**REQUIRED WORK**
Starting from the line that contains "Mark the pond water, one point per instance.", reproduce each line exactly through the end of the material, and include no other lines.

***** RECORDS SUPPLIED

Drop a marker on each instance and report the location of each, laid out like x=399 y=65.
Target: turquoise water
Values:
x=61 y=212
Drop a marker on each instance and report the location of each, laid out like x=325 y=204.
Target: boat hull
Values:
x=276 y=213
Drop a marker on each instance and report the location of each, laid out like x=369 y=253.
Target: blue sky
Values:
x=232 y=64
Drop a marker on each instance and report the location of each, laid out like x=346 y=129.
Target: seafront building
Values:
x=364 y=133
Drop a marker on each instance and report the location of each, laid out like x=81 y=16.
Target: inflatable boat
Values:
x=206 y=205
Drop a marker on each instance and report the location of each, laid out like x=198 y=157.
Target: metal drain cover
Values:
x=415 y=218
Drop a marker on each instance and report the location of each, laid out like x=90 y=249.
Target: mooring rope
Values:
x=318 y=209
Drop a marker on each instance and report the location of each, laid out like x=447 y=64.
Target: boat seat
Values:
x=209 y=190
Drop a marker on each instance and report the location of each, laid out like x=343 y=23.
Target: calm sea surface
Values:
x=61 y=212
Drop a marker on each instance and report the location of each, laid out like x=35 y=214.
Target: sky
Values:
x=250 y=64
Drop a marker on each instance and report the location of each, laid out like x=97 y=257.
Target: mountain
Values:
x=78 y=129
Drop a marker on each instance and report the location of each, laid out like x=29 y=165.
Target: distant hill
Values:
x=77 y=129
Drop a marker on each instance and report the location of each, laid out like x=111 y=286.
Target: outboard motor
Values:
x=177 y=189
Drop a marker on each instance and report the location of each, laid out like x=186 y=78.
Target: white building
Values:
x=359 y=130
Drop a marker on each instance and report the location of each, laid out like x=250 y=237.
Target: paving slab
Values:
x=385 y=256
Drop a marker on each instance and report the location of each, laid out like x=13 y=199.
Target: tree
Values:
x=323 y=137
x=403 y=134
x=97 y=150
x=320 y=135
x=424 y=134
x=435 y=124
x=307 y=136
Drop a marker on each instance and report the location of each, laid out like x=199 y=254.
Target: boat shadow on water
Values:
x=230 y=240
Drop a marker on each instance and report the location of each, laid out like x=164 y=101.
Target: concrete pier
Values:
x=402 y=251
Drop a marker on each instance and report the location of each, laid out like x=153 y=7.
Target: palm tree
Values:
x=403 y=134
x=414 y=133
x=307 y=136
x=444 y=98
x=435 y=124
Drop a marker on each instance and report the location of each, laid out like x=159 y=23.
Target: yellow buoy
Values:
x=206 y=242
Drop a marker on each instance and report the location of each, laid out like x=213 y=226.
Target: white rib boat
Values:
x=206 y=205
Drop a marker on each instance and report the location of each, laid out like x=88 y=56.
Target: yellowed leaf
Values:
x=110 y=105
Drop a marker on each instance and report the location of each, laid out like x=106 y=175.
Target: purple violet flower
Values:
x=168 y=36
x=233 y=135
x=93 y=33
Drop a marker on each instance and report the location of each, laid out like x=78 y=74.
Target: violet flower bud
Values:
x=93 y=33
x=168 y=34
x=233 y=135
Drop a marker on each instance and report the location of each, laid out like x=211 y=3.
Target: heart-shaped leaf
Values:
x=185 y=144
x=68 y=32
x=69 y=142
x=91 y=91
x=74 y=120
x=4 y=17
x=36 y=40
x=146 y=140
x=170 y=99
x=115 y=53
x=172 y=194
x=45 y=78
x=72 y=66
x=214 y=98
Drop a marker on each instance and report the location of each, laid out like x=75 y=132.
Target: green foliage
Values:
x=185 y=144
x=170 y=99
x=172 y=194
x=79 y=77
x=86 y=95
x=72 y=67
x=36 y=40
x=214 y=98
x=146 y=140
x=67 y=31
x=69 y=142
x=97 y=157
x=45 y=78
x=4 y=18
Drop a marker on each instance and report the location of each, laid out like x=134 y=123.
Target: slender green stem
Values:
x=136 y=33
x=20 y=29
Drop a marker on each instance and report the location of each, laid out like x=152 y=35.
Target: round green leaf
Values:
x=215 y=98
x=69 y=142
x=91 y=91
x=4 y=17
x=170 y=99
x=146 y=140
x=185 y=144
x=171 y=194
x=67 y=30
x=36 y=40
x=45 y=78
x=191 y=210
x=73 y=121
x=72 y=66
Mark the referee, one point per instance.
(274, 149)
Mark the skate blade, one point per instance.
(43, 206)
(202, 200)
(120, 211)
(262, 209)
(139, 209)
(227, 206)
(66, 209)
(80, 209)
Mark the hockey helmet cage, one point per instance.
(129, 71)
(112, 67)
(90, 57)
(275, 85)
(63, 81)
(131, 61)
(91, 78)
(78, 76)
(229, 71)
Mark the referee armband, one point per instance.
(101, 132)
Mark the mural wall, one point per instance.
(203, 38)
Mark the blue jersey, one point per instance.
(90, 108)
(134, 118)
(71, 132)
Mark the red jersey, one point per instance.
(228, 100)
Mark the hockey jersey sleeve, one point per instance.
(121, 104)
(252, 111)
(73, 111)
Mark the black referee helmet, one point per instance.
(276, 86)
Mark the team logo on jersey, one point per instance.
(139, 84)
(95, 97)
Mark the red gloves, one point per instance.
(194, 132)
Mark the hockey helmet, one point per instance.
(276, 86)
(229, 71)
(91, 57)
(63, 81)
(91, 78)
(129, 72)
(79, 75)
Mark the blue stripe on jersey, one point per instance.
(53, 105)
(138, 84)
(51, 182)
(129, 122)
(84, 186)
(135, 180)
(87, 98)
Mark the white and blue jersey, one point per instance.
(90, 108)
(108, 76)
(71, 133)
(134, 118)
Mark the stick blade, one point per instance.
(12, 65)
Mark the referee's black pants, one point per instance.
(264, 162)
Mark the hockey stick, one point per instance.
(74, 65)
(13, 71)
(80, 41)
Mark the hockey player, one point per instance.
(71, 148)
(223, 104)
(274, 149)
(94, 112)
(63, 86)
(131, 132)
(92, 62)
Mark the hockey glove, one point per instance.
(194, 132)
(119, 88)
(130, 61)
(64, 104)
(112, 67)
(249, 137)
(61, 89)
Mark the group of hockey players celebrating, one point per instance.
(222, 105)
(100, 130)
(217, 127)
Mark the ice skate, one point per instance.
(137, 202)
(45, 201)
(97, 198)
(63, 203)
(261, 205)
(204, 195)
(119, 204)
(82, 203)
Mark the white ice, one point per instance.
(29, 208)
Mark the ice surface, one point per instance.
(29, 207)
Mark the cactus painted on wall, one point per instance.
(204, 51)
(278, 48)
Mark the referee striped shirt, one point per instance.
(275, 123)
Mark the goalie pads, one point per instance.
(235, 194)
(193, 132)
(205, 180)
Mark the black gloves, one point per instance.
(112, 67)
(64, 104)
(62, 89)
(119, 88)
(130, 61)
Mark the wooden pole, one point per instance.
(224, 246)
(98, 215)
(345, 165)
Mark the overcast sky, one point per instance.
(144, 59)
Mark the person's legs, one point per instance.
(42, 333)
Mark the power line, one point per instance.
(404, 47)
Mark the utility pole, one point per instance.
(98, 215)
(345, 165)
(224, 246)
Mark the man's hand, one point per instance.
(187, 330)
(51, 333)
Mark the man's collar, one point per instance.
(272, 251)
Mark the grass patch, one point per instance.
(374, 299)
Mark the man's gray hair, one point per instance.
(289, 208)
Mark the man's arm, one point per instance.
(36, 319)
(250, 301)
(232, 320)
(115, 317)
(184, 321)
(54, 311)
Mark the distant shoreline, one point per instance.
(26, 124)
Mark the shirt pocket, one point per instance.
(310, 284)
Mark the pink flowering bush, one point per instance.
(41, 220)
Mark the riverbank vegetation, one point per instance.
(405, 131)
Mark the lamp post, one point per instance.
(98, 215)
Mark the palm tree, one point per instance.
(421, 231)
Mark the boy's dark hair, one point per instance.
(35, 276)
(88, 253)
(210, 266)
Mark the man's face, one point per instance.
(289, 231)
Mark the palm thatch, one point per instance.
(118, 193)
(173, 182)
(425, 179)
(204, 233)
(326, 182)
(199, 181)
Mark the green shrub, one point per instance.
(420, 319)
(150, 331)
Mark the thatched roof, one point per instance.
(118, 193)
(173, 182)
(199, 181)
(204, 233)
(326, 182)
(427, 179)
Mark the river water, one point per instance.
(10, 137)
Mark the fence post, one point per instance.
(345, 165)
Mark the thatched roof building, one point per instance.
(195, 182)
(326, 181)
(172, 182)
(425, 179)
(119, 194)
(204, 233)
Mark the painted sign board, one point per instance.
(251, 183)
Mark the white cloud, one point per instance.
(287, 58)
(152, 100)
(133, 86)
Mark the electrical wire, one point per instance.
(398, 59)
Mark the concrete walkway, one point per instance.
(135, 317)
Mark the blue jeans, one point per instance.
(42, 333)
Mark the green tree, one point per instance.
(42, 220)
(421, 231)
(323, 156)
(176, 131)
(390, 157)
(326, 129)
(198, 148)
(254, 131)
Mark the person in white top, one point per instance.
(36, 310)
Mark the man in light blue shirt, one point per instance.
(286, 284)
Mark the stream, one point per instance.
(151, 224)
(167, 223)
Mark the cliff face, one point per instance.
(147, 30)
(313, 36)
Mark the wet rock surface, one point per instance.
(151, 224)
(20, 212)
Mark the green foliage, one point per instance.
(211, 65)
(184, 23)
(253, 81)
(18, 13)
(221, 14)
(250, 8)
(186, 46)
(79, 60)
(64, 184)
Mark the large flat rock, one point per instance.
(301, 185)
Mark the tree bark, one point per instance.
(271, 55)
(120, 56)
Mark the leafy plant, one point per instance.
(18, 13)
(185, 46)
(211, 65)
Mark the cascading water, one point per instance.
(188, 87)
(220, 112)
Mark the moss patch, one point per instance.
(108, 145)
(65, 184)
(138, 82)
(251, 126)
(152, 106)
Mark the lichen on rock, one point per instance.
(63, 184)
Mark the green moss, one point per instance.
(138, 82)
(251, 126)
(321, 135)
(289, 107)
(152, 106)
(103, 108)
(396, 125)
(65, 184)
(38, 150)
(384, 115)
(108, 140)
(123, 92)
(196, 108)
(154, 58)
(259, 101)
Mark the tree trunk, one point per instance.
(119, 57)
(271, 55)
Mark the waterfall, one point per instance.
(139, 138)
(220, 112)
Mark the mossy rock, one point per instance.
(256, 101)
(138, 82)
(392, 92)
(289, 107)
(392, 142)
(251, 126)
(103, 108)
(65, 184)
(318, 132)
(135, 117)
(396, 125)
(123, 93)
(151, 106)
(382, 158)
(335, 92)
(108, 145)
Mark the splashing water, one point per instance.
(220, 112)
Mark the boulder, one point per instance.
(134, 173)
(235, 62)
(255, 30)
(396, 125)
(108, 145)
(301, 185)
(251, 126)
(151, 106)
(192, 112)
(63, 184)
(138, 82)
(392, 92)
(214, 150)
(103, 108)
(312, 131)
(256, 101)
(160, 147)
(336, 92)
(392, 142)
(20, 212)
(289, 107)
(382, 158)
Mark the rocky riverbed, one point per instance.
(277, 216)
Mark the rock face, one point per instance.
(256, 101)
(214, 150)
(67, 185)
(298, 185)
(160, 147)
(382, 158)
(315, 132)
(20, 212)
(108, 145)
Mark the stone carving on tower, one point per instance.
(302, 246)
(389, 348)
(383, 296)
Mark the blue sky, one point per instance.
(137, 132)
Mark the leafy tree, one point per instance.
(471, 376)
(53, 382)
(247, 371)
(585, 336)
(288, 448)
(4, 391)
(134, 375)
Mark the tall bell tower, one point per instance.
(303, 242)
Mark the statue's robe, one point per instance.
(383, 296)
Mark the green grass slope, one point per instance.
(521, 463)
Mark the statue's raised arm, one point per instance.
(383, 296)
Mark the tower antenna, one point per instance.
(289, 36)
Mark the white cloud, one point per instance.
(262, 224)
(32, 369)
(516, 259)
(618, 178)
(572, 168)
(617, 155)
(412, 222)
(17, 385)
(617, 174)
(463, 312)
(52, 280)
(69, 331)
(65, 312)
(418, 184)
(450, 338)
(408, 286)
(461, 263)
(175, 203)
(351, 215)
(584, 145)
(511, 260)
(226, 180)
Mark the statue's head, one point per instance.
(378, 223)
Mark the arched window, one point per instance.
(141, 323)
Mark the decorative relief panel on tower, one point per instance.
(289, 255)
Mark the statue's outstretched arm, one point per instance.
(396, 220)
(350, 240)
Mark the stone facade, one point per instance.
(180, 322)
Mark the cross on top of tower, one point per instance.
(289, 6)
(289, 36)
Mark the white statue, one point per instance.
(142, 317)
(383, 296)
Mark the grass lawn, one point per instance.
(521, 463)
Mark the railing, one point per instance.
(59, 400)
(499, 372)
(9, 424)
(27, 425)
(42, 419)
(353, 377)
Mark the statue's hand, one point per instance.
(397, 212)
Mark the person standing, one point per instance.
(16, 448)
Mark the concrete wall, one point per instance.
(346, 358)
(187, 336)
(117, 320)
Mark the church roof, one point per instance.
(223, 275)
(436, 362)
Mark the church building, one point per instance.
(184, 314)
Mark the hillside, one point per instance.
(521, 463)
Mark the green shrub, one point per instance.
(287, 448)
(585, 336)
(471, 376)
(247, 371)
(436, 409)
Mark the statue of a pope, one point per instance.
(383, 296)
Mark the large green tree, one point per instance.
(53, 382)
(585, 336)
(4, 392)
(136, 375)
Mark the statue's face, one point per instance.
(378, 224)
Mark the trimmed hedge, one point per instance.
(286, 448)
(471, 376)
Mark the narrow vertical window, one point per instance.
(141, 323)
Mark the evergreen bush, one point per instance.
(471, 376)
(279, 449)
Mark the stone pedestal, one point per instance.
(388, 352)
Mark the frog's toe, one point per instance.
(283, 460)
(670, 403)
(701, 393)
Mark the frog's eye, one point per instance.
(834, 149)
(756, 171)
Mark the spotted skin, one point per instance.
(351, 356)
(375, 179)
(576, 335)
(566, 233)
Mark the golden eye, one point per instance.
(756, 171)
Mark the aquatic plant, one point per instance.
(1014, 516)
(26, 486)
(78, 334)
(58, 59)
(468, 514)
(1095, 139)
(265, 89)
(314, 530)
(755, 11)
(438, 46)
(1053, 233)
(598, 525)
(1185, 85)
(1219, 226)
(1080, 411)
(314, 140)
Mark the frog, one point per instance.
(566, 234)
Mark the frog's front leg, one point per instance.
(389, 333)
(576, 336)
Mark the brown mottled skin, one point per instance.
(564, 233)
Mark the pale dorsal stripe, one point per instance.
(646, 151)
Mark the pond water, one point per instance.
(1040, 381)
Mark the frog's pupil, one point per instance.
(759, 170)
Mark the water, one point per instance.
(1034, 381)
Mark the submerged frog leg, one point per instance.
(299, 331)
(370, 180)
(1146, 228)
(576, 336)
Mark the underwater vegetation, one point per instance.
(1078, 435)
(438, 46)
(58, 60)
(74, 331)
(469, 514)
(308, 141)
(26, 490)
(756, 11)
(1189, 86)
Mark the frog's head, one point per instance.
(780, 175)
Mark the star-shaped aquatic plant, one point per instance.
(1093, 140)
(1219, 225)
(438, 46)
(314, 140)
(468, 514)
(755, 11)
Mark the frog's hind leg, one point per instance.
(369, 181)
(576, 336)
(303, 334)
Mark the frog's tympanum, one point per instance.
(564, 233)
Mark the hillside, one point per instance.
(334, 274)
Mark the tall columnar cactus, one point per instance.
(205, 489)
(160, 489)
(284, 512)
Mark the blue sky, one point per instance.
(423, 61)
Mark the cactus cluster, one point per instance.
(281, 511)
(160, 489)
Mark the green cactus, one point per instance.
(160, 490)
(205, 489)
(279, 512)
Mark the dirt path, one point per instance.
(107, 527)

**********

**TASK OUTPUT**
Mark the pond water, one point per instance.
(1040, 381)
Mark the frog's pupil, one point per instance.
(759, 170)
Mark the water, one point per instance.
(1034, 381)
Mark the submerged frog leg, one point per instance.
(299, 331)
(370, 180)
(1146, 228)
(576, 336)
Mark the underwater vegetation, one point per instance.
(1078, 435)
(438, 46)
(58, 60)
(74, 331)
(469, 514)
(308, 141)
(26, 490)
(756, 11)
(1189, 86)
Mark the frog's head, one point per instance.
(780, 175)
Mark the star-shaped aquatic plant, one point per instance.
(1093, 140)
(1219, 225)
(438, 46)
(314, 140)
(468, 514)
(755, 11)
Mark the frog's hind leg, one point per instance.
(369, 181)
(576, 336)
(303, 334)
Mark the frog's tympanum, one point per instance.
(564, 233)
Mark the hillside, one point per instance.
(334, 274)
Mark the tall columnar cactus, one point per instance.
(205, 489)
(160, 489)
(284, 512)
Mark the blue sky, one point per instance.
(423, 61)
Mark the cactus cluster, one point per instance.
(281, 511)
(160, 489)
Mark the green cactus, one point per instance.
(160, 490)
(205, 489)
(279, 512)
Mark the dirt path, one point per instance.
(107, 527)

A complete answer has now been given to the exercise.